Provided material ::

*****

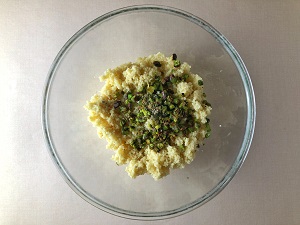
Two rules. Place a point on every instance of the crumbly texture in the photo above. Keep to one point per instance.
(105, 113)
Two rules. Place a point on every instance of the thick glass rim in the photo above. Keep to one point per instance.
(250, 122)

*****

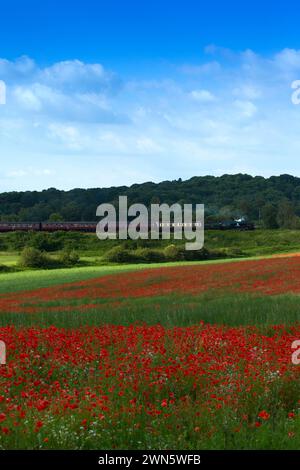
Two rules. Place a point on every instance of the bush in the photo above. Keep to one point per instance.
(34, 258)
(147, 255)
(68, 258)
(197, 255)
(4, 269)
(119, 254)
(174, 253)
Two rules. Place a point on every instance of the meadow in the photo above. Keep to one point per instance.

*****

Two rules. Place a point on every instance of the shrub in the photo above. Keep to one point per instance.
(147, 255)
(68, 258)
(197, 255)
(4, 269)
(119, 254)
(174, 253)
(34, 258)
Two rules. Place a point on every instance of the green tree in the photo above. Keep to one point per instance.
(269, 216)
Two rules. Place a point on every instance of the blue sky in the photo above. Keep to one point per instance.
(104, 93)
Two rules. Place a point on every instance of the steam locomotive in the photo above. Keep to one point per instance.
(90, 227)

*****

Exercise directions :: Locate every line in the listing above that contains the word "green", treating uppercase and lowercase as distinct, and copy each such line in full.

Complete output ::
Two rules. Place a point on every instance of the green tree in the photo above. Keep to one point per instance.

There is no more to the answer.